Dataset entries
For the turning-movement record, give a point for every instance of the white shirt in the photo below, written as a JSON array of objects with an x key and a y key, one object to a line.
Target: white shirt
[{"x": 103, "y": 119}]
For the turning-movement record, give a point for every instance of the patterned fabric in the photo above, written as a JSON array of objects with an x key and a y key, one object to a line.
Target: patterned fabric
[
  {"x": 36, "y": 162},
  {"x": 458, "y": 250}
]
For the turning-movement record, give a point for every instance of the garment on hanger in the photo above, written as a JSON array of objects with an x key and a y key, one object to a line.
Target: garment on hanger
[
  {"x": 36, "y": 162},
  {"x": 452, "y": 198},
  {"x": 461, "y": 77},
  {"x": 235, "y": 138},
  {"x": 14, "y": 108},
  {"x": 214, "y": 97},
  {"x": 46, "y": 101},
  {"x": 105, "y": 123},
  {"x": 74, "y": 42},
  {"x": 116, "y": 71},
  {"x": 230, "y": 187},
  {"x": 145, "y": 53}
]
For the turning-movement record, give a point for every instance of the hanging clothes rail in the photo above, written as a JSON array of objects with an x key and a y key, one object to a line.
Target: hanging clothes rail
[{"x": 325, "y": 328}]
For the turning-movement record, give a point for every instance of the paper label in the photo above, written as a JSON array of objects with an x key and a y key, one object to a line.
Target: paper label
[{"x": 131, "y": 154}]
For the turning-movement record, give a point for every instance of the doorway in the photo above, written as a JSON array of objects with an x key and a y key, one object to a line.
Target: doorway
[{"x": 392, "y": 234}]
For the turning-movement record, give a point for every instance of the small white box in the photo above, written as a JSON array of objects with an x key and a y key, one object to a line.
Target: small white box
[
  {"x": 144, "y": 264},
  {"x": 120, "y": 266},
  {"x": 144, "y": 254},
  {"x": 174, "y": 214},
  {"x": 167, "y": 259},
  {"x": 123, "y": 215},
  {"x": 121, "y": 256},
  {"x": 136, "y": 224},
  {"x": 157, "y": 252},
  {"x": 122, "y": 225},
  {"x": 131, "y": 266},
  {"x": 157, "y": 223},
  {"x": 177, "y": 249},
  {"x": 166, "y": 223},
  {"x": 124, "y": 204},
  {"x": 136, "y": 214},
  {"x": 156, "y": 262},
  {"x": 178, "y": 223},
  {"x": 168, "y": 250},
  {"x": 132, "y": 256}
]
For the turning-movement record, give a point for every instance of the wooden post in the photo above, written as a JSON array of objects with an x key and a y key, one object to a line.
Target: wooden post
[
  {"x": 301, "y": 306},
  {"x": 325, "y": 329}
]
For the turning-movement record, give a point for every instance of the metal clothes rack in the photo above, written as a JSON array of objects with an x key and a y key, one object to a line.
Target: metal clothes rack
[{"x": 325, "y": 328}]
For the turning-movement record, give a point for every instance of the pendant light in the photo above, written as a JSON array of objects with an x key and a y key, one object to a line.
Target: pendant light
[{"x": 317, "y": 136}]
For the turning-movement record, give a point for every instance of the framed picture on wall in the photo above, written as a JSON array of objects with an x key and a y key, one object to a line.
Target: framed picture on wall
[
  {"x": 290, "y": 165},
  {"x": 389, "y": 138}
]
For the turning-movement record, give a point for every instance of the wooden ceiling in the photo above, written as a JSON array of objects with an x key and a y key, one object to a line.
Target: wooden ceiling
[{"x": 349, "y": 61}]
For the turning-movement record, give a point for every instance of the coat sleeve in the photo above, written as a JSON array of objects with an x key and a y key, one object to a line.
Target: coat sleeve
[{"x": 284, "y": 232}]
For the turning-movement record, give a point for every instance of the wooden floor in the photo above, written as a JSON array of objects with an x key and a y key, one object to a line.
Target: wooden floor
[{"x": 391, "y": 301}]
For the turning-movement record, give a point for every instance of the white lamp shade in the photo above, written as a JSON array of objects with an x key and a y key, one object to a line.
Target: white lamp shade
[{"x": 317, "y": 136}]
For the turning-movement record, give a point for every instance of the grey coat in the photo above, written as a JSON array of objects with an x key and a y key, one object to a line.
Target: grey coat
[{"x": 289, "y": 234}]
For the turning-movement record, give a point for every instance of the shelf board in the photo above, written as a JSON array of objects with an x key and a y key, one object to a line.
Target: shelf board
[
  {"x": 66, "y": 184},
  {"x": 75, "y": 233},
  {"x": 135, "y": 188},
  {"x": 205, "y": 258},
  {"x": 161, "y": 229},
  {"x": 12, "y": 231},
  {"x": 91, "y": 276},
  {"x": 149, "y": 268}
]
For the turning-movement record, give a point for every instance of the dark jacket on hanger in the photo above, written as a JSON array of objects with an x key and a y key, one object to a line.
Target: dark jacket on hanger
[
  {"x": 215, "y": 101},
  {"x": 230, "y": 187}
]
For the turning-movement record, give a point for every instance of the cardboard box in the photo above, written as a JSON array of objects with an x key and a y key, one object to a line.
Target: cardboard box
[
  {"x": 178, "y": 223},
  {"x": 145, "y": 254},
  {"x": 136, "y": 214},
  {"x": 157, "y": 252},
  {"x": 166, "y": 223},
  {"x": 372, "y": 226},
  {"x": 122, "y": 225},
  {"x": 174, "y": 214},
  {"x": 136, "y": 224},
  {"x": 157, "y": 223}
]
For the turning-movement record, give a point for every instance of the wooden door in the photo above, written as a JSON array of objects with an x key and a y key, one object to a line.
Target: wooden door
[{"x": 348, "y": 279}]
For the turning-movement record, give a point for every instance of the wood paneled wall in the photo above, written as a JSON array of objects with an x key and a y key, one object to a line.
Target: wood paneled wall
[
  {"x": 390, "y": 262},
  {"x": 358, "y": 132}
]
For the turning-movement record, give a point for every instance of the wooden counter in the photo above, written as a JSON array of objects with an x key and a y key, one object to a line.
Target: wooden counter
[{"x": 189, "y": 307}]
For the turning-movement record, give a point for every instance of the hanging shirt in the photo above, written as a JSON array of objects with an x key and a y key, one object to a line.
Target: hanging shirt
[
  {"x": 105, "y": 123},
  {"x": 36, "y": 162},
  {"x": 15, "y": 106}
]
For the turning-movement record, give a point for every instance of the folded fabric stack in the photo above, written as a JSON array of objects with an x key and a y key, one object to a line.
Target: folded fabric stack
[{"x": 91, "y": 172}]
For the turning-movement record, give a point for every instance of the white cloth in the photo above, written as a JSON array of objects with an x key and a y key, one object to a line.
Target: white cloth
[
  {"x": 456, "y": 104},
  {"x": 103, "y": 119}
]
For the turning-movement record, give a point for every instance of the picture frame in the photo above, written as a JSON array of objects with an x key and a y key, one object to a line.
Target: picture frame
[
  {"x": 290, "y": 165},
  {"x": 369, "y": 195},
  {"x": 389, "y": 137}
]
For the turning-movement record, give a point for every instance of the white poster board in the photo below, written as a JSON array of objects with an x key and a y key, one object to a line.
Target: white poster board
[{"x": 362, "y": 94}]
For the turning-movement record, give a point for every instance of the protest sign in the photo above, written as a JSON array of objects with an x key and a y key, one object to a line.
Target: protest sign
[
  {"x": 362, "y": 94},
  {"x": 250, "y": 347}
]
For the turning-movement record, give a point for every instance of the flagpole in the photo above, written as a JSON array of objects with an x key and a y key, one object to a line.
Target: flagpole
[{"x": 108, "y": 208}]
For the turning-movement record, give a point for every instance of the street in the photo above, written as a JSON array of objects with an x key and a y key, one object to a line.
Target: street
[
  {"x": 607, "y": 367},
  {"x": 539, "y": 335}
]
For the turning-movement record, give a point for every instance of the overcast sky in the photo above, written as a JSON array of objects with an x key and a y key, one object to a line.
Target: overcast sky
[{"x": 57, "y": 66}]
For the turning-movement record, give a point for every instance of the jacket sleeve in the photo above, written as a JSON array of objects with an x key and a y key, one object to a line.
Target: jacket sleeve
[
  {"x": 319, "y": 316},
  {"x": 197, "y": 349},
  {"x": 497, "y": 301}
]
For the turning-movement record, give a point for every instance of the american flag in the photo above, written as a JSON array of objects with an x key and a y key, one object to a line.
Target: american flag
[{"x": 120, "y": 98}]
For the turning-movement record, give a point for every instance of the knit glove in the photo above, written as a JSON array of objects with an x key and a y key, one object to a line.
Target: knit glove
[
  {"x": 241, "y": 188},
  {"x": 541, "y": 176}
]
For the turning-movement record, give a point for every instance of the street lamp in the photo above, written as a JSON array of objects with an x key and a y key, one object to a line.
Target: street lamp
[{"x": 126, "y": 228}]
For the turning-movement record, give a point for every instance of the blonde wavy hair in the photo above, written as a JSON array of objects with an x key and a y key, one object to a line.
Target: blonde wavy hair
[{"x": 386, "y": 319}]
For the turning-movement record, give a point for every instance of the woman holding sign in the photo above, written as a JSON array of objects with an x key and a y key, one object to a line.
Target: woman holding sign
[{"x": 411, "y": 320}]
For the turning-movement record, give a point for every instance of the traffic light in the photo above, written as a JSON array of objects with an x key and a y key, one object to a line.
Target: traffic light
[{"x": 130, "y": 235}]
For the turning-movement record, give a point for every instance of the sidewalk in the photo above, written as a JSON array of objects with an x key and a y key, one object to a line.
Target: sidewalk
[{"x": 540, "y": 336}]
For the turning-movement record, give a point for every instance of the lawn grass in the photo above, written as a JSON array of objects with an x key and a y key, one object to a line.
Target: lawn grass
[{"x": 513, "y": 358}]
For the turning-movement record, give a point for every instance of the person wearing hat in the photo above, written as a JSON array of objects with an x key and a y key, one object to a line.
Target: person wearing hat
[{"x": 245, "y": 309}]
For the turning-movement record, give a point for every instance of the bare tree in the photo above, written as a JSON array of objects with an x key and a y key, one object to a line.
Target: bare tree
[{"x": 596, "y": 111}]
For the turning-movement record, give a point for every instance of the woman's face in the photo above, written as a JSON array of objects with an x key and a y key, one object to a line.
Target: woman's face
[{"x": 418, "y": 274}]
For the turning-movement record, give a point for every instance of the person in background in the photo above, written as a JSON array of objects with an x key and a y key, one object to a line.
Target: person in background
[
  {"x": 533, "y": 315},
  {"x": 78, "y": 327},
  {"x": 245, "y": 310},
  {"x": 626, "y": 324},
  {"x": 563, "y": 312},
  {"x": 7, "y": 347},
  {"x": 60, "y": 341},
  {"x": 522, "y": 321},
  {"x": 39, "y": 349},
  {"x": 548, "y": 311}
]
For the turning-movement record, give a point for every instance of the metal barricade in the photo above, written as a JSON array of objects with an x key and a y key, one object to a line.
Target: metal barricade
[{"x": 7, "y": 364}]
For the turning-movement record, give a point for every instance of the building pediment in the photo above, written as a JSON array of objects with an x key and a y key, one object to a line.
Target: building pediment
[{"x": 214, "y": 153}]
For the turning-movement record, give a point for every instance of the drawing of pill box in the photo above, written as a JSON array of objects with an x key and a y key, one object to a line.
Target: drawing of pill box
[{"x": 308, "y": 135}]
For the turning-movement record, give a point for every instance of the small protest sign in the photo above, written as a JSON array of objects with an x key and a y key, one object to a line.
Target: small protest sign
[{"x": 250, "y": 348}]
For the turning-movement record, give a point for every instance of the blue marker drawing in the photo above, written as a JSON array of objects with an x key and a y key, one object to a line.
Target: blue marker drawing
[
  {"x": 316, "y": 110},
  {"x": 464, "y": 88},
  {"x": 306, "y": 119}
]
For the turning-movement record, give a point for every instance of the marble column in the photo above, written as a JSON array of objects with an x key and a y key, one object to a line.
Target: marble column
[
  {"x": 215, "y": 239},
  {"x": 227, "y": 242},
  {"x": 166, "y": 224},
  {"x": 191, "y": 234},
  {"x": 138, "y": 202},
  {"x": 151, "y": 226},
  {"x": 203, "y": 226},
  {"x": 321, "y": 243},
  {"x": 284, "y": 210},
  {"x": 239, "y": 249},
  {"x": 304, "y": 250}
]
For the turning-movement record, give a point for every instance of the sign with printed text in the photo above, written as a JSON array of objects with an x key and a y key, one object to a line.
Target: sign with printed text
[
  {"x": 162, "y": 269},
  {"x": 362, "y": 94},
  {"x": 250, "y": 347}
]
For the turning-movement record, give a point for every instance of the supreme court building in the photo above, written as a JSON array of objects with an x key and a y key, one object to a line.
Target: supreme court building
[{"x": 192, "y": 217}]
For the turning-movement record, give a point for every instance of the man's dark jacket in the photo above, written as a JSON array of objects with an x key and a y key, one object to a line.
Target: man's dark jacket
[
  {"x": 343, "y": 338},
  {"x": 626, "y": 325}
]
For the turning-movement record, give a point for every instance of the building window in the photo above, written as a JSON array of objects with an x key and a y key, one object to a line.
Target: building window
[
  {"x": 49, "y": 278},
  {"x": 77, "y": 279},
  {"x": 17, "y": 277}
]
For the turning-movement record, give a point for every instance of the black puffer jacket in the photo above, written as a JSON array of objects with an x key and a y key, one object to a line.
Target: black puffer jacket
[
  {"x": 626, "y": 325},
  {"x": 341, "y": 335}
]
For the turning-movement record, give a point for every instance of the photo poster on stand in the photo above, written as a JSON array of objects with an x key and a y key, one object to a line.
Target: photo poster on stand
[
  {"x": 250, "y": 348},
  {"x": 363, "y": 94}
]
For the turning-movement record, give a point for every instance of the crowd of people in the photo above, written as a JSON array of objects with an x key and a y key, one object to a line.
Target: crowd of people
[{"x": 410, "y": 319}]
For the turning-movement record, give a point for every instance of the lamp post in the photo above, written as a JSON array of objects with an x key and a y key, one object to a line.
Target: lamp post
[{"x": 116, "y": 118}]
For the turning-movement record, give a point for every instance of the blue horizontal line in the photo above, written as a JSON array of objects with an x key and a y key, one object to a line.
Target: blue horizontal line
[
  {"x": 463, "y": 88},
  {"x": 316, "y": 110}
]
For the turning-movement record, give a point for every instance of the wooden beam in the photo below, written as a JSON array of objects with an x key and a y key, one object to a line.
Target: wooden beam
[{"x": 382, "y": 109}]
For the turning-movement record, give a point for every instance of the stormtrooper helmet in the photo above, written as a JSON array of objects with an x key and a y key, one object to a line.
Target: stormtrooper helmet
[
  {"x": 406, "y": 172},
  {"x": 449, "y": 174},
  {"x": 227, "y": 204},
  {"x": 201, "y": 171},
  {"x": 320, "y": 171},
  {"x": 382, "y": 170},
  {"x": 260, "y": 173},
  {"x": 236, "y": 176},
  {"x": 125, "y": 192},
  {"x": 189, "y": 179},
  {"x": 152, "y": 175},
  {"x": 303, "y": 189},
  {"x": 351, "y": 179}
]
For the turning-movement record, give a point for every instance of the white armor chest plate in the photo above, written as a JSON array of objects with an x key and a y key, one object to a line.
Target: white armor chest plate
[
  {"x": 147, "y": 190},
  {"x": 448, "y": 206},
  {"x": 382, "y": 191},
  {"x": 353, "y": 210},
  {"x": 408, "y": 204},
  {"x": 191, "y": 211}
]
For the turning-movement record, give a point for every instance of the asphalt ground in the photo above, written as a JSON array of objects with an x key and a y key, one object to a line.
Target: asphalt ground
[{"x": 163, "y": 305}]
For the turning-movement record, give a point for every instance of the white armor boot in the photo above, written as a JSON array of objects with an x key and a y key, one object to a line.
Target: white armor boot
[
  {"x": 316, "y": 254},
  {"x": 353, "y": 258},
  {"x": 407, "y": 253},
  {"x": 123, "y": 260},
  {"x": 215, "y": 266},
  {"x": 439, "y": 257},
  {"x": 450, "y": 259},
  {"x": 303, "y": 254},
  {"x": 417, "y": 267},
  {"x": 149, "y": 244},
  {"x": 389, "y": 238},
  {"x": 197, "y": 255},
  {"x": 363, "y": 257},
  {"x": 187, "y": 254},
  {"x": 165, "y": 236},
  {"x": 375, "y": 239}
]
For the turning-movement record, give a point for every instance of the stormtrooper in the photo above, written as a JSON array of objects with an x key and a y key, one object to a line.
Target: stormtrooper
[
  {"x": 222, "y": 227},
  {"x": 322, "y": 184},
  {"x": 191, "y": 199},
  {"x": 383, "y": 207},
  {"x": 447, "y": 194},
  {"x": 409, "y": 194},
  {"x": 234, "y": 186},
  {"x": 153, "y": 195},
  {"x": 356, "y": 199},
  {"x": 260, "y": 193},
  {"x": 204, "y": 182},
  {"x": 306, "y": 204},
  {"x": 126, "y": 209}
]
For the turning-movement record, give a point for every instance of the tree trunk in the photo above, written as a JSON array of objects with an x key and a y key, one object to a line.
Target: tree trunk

> _Task_
Go back to the data above and please quote exactly, and only, the lines from the line with "the stormtrooper in" through its last line.

> _Exercise answer_
For the turning-movement record, give a point for every instance of the stormtrooper in the photo above, written as a JSON array of objects with an x key and a y key, one object to a line.
Target: stormtrooper
[
  {"x": 222, "y": 227},
  {"x": 322, "y": 184},
  {"x": 191, "y": 199},
  {"x": 383, "y": 207},
  {"x": 447, "y": 194},
  {"x": 409, "y": 194},
  {"x": 234, "y": 186},
  {"x": 153, "y": 195},
  {"x": 356, "y": 199},
  {"x": 260, "y": 193},
  {"x": 204, "y": 182},
  {"x": 306, "y": 204},
  {"x": 126, "y": 209}
]
For the turning-movement record, give a point for every instance of the tree trunk in the photo above, written as a JSON array of objects with an x key and a y key, one object to a line.
Target: tree trunk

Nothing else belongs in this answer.